──────── Data supplied

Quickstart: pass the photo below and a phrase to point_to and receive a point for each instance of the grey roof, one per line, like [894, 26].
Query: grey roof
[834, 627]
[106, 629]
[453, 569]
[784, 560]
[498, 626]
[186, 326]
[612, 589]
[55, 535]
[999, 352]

────────────────

Prompt> Give a word-for-word copy of the records.

Solution to the exercise>
Quickstart: pass the photo below and a phrase to point_to and receive a point for each instance of the grey roof, one per line, like [894, 26].
Query: grey roof
[834, 627]
[106, 629]
[453, 569]
[784, 560]
[498, 626]
[186, 326]
[612, 589]
[55, 535]
[999, 352]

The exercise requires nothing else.